=== Exercise prompt ===
In the records below, begin at the line containing "Target: bus interior seat" and end at the line containing "Objective — one point per instance of the bus rear wheel"; quote every line in that span exactly, including both boundary lines, and no others.

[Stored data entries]
[Start of Attachment]
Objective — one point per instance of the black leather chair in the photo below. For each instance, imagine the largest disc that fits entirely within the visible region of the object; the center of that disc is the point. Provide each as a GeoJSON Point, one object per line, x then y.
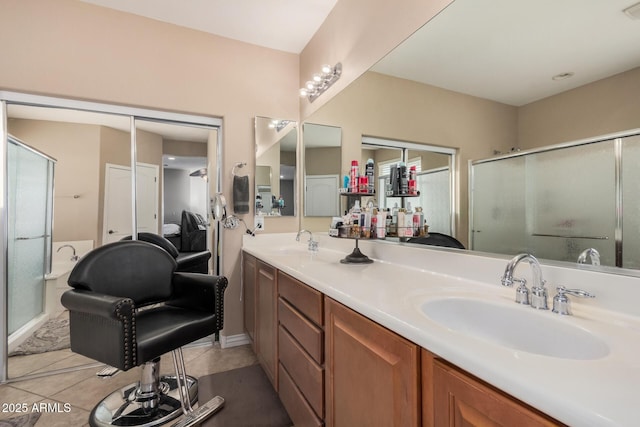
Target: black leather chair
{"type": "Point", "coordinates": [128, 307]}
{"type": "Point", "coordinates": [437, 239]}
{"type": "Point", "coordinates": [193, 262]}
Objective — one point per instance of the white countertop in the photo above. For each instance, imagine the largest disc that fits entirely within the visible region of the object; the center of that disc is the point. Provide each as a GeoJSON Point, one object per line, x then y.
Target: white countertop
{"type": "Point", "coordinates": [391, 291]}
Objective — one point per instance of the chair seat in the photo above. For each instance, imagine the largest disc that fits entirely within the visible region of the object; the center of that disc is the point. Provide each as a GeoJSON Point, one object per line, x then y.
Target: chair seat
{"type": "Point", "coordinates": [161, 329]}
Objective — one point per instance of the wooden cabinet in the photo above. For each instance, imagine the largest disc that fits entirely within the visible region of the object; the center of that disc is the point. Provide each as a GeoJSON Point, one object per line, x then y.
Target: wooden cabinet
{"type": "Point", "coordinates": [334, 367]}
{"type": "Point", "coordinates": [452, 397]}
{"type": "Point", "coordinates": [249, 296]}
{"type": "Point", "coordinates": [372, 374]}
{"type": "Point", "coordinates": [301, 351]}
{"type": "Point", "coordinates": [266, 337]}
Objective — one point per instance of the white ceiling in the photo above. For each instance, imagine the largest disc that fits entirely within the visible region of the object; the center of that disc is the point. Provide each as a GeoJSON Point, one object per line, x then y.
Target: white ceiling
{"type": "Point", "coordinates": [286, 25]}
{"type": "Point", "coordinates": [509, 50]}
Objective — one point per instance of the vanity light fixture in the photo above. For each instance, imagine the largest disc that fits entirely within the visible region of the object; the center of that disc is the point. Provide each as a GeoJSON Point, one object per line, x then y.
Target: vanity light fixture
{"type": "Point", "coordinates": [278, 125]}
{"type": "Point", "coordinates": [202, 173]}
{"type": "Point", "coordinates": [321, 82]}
[End of Attachment]
[Start of Attachment]
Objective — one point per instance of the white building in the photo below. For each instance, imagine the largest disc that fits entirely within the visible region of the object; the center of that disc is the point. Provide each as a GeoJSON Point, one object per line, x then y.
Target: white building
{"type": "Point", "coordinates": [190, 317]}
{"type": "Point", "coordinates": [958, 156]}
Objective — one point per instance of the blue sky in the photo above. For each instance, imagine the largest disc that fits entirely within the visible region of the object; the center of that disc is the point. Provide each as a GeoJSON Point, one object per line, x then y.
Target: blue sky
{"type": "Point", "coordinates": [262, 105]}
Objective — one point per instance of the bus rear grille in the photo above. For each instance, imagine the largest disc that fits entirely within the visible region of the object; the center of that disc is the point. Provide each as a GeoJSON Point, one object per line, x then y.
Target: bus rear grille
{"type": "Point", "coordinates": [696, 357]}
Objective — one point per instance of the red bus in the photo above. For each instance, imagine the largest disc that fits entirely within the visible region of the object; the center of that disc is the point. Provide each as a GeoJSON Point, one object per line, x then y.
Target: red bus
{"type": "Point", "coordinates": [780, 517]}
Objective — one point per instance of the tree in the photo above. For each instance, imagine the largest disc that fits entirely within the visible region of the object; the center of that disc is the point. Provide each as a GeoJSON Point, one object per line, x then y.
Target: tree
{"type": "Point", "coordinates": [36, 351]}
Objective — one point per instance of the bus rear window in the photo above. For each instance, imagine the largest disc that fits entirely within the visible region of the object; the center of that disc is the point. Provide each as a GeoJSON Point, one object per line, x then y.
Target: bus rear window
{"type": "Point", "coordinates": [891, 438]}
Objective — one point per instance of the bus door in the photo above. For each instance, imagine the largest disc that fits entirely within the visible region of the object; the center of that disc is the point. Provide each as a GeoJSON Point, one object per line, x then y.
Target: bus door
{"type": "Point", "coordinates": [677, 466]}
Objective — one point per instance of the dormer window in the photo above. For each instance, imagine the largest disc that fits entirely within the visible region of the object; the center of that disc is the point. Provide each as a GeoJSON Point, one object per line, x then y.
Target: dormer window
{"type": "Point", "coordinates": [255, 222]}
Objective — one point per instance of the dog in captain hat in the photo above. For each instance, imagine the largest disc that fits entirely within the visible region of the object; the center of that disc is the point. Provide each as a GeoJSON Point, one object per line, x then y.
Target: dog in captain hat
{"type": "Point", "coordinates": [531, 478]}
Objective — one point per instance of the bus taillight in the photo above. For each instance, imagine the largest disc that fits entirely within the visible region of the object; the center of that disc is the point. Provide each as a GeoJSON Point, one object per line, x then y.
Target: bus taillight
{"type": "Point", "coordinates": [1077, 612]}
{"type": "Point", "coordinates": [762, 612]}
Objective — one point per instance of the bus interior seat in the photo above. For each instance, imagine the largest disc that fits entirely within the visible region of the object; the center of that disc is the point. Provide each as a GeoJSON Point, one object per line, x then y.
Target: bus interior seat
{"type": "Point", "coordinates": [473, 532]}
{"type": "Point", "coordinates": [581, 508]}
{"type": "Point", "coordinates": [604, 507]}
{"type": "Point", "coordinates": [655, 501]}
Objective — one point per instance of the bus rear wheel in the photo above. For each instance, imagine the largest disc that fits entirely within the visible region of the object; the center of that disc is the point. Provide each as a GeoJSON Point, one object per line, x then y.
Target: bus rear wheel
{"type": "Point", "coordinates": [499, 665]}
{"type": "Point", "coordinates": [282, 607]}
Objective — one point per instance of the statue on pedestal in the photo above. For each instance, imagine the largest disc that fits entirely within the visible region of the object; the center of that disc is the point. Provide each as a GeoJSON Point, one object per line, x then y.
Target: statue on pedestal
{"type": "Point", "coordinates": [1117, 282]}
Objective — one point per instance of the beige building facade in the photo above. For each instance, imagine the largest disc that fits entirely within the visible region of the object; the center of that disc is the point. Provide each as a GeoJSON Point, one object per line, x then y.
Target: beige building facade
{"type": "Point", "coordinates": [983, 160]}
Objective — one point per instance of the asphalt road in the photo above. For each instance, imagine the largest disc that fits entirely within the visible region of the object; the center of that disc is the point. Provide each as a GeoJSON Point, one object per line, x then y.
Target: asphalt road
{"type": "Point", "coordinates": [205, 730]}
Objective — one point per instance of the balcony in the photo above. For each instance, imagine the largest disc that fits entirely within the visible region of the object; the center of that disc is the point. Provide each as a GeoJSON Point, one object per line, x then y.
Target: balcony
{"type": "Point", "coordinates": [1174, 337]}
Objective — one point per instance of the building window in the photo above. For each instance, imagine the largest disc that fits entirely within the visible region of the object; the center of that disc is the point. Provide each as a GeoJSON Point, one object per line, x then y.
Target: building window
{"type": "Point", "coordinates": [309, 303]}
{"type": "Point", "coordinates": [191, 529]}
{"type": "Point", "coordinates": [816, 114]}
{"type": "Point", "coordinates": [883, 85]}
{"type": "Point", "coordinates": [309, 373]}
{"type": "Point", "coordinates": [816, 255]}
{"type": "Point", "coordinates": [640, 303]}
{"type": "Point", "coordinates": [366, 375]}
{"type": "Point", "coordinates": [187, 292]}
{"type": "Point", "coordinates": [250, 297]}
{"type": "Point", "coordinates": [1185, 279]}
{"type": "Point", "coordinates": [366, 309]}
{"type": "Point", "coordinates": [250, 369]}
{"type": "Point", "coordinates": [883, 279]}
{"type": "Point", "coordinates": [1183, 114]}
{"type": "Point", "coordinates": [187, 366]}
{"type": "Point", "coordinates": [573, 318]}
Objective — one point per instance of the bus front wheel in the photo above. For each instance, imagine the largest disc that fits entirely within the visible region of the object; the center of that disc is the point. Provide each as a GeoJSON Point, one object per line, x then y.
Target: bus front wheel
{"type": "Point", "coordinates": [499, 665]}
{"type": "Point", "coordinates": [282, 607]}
[End of Attachment]
=== Answer for this exercise ===
Target: bus interior seat
{"type": "Point", "coordinates": [473, 532]}
{"type": "Point", "coordinates": [581, 508]}
{"type": "Point", "coordinates": [604, 507]}
{"type": "Point", "coordinates": [655, 501]}
Objective — one point per instance of the bus rear wheel in the photo above. For each instance, imagine the largest disc that fits entirely within the visible region of the object; the center of that disc is the point. Provide each as a GeoJSON Point, one object per line, x then y.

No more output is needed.